(DATA FOR THIS TASK begins)
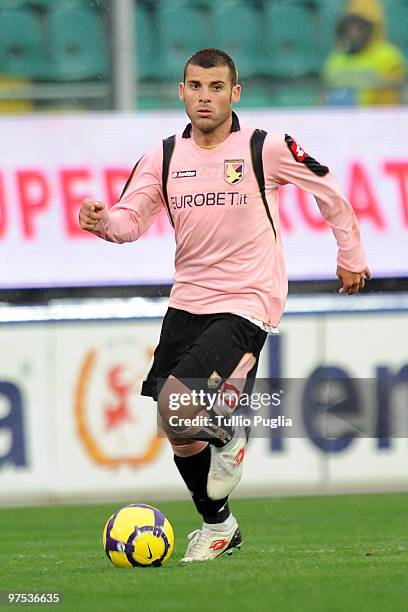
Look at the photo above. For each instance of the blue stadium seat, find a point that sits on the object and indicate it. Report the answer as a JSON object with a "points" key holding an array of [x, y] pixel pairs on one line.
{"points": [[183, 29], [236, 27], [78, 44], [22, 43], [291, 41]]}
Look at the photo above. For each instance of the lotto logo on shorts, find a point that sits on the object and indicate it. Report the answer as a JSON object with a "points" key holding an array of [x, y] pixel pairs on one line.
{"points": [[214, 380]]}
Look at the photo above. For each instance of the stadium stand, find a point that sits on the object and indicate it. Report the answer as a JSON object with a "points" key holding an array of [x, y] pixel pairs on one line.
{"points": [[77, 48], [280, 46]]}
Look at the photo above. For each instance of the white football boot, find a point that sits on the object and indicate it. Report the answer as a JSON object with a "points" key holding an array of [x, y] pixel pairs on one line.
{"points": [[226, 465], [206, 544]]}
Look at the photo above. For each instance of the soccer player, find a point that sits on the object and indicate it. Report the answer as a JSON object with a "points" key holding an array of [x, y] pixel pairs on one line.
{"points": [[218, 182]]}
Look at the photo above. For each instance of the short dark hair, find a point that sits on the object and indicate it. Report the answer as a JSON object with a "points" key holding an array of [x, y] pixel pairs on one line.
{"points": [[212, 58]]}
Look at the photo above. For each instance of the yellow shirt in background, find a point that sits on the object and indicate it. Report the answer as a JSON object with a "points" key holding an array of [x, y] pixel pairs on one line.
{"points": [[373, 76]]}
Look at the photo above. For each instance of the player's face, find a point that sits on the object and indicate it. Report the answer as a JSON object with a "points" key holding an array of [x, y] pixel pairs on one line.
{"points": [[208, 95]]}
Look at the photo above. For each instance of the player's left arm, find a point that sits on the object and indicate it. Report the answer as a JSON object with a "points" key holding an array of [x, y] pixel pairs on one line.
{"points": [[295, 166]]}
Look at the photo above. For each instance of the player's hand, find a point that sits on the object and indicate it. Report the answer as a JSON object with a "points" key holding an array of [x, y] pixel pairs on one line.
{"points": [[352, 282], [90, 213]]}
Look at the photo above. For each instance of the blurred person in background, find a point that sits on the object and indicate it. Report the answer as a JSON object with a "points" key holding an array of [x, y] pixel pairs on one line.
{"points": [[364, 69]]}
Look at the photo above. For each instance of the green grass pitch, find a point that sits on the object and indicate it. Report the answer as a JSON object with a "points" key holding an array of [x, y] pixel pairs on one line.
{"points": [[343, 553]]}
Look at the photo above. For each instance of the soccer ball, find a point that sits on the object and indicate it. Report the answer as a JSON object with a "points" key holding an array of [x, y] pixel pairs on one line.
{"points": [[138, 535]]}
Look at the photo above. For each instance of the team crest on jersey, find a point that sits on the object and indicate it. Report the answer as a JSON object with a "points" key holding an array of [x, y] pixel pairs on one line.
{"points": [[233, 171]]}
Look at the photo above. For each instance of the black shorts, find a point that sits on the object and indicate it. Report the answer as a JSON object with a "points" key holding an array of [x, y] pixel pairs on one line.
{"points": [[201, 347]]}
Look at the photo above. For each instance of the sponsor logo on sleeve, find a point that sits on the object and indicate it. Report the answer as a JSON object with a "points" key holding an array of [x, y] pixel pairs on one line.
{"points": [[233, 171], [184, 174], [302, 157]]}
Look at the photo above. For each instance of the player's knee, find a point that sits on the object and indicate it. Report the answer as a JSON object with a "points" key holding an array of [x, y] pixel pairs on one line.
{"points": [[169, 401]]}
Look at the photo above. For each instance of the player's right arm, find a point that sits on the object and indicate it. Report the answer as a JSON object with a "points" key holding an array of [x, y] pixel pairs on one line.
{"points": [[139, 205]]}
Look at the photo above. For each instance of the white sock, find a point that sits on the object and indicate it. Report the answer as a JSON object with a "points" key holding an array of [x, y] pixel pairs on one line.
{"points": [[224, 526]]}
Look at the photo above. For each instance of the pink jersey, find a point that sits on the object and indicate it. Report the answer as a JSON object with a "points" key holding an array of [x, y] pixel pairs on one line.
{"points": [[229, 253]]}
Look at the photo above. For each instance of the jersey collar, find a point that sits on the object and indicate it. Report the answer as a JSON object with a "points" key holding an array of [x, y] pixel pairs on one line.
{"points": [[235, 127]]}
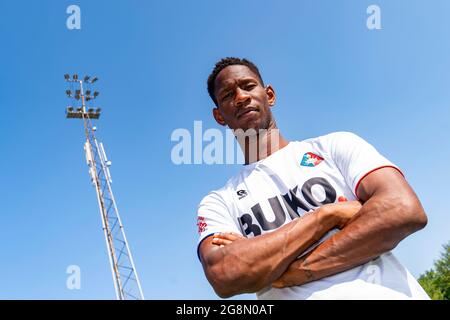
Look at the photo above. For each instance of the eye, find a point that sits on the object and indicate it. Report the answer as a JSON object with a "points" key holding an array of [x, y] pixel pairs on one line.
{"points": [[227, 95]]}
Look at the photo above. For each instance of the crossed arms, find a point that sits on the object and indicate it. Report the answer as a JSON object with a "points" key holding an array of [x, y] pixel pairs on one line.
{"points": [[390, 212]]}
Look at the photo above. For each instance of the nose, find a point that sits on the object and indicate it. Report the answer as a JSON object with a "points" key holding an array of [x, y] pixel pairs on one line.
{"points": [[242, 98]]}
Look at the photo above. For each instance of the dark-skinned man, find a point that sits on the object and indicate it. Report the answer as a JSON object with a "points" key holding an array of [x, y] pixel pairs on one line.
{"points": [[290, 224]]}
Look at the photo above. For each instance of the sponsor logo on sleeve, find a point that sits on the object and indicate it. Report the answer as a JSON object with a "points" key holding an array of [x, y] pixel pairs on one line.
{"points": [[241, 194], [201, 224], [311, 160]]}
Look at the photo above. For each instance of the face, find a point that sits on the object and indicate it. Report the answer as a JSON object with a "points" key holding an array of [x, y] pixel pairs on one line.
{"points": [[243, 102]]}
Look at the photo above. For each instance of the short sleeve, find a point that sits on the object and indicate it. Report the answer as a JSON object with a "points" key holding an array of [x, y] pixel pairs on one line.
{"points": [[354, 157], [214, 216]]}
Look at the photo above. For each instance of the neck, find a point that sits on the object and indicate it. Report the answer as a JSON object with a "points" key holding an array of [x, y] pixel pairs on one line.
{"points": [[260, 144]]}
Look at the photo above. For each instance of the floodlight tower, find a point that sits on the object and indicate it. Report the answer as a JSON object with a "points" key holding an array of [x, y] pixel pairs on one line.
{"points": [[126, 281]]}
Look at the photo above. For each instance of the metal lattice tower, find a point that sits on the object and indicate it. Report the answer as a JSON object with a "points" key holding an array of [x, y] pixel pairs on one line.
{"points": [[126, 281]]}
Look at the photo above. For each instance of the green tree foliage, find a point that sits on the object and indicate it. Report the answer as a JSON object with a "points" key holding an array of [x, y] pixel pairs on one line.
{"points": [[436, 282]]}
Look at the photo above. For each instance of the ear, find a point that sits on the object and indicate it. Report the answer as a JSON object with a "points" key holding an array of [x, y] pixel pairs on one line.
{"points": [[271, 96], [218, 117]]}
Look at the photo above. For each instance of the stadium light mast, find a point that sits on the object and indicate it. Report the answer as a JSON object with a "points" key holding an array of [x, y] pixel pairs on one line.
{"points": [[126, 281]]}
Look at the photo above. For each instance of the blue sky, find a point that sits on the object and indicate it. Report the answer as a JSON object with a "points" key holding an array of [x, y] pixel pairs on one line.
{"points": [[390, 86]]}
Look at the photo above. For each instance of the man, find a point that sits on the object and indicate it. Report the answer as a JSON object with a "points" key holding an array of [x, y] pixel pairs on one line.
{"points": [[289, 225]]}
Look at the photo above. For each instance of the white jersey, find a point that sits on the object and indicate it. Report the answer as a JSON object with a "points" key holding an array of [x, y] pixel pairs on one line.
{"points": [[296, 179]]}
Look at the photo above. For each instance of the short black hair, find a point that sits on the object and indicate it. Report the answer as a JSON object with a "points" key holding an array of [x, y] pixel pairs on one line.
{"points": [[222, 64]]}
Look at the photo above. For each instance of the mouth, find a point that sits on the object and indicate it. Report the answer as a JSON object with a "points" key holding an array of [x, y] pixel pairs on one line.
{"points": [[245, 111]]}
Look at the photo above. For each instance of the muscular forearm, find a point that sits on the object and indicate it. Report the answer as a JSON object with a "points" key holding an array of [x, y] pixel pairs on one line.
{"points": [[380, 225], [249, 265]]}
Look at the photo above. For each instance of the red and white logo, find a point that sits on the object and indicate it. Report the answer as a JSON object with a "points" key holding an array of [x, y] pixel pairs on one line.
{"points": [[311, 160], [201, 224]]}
(DATA FOR THIS TASK ends)
**PROBLEM REQUIREMENTS**
The required output is the line containing "Look at the photo above. For each instance of the muscular" through the last line of the records above, each copied exactly and nothing more.

**RESULT**
Look at the photo above. For each instance of the muscular forearm, find a point that sits on the object and indicate it. Report the answer as a JSON object with a "points" key holding an array of [x, y] pixel pairs on one line.
{"points": [[380, 225], [249, 265]]}
Look at the photo above. For each instance of the red and white logo, find a point that sits on the object and indicate it. Report the answer as a JSON object with a "points" key holding an array of [x, y] pixel pairs on one line.
{"points": [[311, 160], [201, 224]]}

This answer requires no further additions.